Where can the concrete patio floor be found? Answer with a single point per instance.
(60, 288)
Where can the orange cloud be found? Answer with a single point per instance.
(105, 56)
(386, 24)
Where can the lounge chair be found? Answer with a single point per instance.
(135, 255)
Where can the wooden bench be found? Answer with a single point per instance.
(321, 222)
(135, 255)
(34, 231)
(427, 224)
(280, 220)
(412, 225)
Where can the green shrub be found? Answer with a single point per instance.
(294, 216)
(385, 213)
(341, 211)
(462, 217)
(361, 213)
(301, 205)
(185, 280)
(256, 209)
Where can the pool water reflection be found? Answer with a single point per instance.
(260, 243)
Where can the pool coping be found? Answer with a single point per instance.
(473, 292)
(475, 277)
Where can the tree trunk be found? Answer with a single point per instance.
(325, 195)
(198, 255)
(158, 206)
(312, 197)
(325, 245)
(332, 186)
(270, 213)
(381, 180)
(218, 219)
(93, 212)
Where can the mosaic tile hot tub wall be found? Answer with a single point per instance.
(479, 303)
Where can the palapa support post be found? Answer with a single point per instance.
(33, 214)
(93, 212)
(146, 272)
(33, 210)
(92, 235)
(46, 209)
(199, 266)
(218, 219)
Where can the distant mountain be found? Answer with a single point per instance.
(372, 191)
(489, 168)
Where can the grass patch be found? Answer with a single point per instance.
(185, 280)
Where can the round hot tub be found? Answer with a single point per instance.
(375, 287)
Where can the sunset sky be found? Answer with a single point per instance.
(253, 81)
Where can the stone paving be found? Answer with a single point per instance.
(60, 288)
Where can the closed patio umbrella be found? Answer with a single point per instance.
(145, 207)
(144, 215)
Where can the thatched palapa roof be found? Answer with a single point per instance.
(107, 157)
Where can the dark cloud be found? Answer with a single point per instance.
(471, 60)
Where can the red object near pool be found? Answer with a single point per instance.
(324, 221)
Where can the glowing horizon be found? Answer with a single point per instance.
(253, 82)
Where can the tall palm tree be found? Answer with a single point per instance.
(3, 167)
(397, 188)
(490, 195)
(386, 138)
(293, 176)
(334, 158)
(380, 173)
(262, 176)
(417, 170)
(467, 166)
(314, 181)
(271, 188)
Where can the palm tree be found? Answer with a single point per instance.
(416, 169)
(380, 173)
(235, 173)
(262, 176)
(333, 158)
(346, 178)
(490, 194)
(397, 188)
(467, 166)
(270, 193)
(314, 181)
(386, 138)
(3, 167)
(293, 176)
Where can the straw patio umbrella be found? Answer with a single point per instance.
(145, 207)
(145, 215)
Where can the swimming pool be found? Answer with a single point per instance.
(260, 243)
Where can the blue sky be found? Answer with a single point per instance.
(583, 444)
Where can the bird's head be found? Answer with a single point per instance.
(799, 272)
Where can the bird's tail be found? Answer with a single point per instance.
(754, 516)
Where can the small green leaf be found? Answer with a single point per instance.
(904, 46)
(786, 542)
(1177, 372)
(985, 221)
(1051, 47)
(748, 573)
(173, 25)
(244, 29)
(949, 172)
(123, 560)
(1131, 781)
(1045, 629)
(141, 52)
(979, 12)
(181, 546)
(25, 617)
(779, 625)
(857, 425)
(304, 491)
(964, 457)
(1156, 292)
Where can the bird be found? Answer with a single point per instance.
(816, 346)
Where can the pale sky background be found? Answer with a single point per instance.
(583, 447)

» SET PROBLEM
Retype the listing above word for word, from start to finish.

» RESULT FOR THIS TASK
Where can the concrete patio floor be found? Answer with a single point per instance.
(60, 288)
Where can the orange cloud be found? Answer with a single point per instance.
(105, 56)
(386, 24)
Where can the lounge chair be found? Answer with a single point per instance.
(135, 255)
Where can the wooden bench be found? Answer with a single point per instance.
(321, 222)
(135, 255)
(34, 231)
(427, 224)
(280, 220)
(412, 225)
Where can the green shrub be found? Answer with a single point per instance.
(294, 216)
(385, 213)
(341, 211)
(462, 217)
(361, 213)
(301, 205)
(185, 280)
(256, 209)
Where can the pool water reflection be found? Answer with a single point per instance.
(260, 243)
Where can the pool coping be found? Answer with a single point per instance.
(473, 292)
(475, 277)
Where can the tree trunk be found? Answer with a single point per instance.
(325, 195)
(198, 255)
(158, 206)
(312, 197)
(325, 245)
(332, 186)
(270, 213)
(381, 180)
(218, 219)
(93, 212)
Where can the mosaic tile hot tub wall be found? Answer with a single point per instance.
(479, 303)
Where can the palapa support post be found? Answer with a single point per instance.
(33, 214)
(93, 212)
(146, 272)
(33, 210)
(92, 235)
(46, 209)
(199, 266)
(218, 219)
Where can the distant mountain be found? Answer with a single point per instance.
(372, 191)
(489, 168)
Where can the grass patch be found? Answer with a single point per instance.
(185, 280)
Where can the round hot tub be found? Answer with a single point per instance.
(375, 287)
Where can the sunset sky be found? Answer with a single point per instance.
(253, 81)
Where can the stone paving be found? Answer with a single point per instance.
(60, 288)
Where can the closed patio umbrella be found? Answer with a single point per instance.
(145, 207)
(144, 215)
Where can the thatched palapa roof be found? Answer with a single point per instance.
(107, 157)
Where can the dark cloud be found? Answer with a single point per instance.
(471, 60)
Where can the red object near pool be found? Answer with a single point per instance.
(324, 221)
Where can the glowing horizon be found? Answer with a single point per instance.
(253, 82)
Where can the tall palm tree be found? Answer with a single point per instance.
(3, 167)
(397, 188)
(490, 195)
(386, 138)
(293, 176)
(334, 158)
(380, 173)
(262, 176)
(417, 170)
(467, 166)
(314, 181)
(271, 188)
Where can the palm tree be found? Answer with a single point per instance.
(416, 169)
(380, 173)
(235, 173)
(262, 176)
(333, 158)
(346, 178)
(490, 194)
(397, 188)
(467, 166)
(270, 193)
(314, 181)
(386, 138)
(3, 167)
(293, 176)
Where can the straw patio umbrella be found? Answer with a single point per instance.
(145, 207)
(145, 215)
Where can the swimming pool be found? Answer with a single point per instance.
(260, 243)
Where can the blue sky be found? Answer with a single point per instance.
(583, 444)
Where can the bird's head be found? Answer with a single point per instance.
(799, 272)
Where can the bird's tail be found? Answer with a single point per instance.
(754, 516)
Where can the small green leaf be found? Answer with a single point per instance.
(904, 46)
(786, 542)
(1177, 372)
(985, 221)
(1051, 47)
(748, 573)
(173, 25)
(244, 29)
(949, 172)
(123, 560)
(1131, 781)
(1045, 629)
(141, 52)
(979, 12)
(181, 546)
(25, 617)
(779, 625)
(857, 425)
(304, 491)
(964, 457)
(1156, 292)
Where can the bird be found? Answer with a single point per instance.
(816, 346)
Where can the pale sky background be found? Answer with a single point per instance.
(583, 447)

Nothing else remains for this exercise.